══ INPUT RECORDS ══

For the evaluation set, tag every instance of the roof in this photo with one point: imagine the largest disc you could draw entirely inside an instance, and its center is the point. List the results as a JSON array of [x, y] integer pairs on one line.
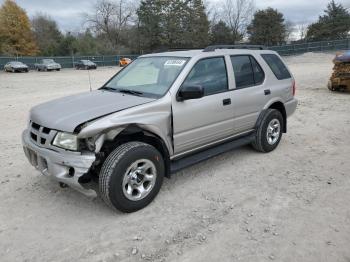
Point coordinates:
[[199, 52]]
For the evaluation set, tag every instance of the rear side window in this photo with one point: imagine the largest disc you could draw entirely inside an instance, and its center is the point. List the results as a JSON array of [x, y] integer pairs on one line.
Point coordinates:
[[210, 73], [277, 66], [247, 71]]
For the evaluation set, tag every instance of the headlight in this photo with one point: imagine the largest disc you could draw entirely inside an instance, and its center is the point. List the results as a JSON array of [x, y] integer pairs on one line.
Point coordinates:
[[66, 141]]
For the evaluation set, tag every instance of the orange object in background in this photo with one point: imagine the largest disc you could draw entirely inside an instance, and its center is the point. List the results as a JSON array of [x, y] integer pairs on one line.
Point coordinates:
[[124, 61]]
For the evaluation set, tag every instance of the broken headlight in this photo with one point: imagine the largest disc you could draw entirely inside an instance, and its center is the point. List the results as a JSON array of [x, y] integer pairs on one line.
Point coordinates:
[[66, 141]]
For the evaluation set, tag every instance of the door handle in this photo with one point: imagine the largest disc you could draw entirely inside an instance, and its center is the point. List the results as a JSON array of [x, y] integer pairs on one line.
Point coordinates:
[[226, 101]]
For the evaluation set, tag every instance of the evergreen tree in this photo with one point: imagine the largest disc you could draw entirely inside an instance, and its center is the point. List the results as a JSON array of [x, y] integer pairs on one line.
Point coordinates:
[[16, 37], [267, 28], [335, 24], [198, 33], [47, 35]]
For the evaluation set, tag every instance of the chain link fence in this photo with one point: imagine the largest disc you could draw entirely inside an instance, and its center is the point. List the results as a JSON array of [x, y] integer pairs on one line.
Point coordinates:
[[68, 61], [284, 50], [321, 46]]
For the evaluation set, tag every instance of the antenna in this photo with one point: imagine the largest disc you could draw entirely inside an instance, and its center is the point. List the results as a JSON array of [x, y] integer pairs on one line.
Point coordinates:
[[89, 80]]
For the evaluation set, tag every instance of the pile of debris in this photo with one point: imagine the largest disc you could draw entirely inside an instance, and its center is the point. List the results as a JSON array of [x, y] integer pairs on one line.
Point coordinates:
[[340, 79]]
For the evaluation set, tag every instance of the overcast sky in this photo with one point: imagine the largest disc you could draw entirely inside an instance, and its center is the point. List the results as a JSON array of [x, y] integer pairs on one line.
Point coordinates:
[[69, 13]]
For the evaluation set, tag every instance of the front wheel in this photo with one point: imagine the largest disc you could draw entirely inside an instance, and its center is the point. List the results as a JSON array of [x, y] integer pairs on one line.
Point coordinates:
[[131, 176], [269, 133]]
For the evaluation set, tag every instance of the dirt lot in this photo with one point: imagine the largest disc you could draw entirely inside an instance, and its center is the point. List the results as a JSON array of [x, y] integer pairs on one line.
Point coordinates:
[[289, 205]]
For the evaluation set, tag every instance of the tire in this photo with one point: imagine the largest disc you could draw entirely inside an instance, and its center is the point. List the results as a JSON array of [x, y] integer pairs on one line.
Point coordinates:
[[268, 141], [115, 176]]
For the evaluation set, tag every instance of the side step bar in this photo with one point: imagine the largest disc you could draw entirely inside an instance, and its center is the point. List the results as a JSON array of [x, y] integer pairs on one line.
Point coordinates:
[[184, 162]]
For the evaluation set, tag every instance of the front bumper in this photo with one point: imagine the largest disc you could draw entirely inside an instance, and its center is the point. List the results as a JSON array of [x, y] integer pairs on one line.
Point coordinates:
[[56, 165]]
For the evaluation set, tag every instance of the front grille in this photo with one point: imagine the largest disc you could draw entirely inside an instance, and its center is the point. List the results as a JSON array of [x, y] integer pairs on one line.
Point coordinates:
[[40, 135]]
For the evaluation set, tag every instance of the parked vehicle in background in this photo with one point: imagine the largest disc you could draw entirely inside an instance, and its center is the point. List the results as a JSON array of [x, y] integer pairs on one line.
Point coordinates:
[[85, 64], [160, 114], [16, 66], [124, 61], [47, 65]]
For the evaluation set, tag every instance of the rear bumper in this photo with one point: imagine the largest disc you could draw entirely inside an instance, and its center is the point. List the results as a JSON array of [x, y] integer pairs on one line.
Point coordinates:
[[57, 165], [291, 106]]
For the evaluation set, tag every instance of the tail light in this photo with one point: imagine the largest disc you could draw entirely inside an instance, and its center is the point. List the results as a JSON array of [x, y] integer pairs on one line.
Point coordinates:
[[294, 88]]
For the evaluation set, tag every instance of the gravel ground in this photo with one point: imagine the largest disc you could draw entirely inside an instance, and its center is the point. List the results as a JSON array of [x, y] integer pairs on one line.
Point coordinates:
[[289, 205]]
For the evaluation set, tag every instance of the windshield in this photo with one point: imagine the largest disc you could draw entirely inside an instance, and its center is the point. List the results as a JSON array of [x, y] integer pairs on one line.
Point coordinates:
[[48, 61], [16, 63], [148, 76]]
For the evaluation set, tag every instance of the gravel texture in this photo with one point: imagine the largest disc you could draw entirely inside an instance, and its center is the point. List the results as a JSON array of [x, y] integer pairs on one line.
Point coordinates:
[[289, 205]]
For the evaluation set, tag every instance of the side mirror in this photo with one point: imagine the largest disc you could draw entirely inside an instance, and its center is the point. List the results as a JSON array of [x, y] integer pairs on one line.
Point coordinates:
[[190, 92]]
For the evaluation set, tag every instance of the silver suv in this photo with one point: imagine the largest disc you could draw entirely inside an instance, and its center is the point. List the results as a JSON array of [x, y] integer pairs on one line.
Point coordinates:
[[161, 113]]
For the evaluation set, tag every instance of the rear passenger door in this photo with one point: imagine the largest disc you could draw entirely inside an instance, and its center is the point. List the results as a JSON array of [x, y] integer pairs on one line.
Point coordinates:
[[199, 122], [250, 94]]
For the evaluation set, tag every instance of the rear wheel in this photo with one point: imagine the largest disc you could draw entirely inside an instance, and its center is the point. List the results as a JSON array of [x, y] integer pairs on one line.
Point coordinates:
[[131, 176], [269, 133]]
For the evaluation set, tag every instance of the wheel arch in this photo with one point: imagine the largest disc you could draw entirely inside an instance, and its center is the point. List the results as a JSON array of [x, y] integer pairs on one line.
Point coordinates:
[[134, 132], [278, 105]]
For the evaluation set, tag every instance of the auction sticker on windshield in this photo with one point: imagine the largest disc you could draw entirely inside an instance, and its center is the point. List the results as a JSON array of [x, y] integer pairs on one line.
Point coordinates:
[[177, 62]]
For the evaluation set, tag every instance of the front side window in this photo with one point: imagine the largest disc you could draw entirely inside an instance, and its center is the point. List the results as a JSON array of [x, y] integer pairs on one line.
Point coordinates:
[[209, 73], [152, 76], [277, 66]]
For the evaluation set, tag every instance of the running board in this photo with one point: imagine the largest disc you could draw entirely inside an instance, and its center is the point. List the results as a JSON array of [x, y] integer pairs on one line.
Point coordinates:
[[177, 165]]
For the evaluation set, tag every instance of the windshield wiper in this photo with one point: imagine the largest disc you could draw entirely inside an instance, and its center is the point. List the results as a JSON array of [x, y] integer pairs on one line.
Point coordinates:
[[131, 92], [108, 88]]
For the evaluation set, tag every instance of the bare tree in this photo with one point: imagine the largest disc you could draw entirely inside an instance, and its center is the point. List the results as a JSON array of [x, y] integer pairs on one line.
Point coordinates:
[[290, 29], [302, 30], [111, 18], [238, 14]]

═══
══ INPUT RECORDS ══

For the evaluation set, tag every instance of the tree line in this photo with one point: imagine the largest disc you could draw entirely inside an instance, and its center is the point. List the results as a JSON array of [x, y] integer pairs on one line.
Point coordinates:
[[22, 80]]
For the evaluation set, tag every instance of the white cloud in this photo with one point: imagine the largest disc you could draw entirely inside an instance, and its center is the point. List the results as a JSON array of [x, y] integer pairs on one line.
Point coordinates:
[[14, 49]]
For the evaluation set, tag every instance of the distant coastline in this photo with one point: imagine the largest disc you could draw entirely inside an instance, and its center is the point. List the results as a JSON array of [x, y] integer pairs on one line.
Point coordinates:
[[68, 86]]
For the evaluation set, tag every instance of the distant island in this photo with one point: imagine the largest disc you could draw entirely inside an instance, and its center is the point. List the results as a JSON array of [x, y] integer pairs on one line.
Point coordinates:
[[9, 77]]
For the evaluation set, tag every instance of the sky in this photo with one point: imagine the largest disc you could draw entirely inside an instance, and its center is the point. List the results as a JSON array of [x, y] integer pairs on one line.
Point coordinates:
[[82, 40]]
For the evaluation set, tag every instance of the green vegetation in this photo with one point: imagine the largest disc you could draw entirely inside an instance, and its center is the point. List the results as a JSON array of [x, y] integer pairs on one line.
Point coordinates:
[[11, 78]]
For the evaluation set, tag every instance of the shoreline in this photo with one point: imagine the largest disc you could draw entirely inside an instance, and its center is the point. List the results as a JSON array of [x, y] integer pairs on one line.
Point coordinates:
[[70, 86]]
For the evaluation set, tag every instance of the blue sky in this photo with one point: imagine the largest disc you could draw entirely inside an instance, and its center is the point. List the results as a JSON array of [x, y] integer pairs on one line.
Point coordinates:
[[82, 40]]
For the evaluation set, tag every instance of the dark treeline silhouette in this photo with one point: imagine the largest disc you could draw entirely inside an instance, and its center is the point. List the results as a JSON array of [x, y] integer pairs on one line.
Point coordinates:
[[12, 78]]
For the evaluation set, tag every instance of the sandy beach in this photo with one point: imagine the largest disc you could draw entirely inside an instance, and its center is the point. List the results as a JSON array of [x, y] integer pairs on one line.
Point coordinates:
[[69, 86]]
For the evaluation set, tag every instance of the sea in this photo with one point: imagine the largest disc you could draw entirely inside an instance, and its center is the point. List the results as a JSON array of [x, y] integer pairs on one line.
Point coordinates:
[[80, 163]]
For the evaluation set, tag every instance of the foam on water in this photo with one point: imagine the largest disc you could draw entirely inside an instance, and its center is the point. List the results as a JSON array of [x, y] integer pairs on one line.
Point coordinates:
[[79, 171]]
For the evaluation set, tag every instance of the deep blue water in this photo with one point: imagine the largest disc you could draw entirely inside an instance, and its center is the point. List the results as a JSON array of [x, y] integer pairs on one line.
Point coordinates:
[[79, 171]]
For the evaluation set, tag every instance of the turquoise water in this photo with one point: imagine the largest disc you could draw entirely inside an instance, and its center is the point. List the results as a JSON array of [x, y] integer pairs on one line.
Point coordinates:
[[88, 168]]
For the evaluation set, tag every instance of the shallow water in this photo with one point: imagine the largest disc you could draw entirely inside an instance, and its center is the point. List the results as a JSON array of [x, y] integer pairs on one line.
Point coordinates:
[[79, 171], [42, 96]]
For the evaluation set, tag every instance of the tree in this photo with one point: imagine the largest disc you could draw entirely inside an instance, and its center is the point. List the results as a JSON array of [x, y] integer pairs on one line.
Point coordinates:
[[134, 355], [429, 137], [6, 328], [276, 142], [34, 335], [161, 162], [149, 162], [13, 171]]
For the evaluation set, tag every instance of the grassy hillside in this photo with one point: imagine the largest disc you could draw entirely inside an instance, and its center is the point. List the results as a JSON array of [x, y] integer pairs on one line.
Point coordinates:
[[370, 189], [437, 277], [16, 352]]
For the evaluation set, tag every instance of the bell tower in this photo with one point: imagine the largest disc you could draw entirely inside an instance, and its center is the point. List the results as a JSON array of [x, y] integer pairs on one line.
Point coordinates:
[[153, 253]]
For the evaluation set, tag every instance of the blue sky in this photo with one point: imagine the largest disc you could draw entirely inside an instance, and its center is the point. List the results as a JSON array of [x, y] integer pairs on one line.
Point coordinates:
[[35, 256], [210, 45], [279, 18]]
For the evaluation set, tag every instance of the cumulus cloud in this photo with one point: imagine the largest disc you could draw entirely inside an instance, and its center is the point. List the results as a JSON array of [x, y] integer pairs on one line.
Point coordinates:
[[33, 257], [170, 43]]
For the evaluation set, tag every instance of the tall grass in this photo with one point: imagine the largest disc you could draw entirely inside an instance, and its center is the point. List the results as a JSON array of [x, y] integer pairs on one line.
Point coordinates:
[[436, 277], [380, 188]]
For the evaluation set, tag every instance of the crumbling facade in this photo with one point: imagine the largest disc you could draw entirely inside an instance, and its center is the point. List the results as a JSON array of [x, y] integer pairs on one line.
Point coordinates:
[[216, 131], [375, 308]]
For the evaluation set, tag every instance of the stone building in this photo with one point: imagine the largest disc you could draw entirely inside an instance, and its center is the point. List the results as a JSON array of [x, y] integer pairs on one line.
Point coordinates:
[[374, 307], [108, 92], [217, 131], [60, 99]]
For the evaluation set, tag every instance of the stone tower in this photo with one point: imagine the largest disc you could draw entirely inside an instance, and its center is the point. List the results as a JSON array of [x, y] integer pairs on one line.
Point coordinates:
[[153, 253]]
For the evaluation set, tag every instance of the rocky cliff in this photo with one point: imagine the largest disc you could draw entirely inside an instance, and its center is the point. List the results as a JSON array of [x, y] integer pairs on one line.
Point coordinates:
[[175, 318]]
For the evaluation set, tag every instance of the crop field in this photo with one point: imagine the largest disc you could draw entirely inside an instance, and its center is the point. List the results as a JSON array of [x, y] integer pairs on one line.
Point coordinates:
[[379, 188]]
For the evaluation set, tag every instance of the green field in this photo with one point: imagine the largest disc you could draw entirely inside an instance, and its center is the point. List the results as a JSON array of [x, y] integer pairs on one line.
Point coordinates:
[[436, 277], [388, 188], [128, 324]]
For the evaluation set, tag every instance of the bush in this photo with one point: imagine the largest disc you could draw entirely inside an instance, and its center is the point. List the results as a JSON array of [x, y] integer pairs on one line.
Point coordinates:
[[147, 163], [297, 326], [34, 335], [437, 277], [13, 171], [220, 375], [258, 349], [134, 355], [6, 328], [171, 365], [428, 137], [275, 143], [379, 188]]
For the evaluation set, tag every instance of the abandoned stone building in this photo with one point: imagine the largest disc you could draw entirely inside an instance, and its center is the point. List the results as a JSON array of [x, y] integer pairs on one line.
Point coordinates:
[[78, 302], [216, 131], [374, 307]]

═══

▶ STATED EXERCISE: Select every line of the entries above that contains the word "silver", treating uppercase and lowercase as distinct, and copy each such line.

▶ WRITTEN SOLUTION:
For the evaluation set, tag every instance of the silver suv in this photo with one point: imagine the largest disc you could draw entirely inside an instance, and its center is the point. List the results as a JSON array of [x, y] integer pairs on one line.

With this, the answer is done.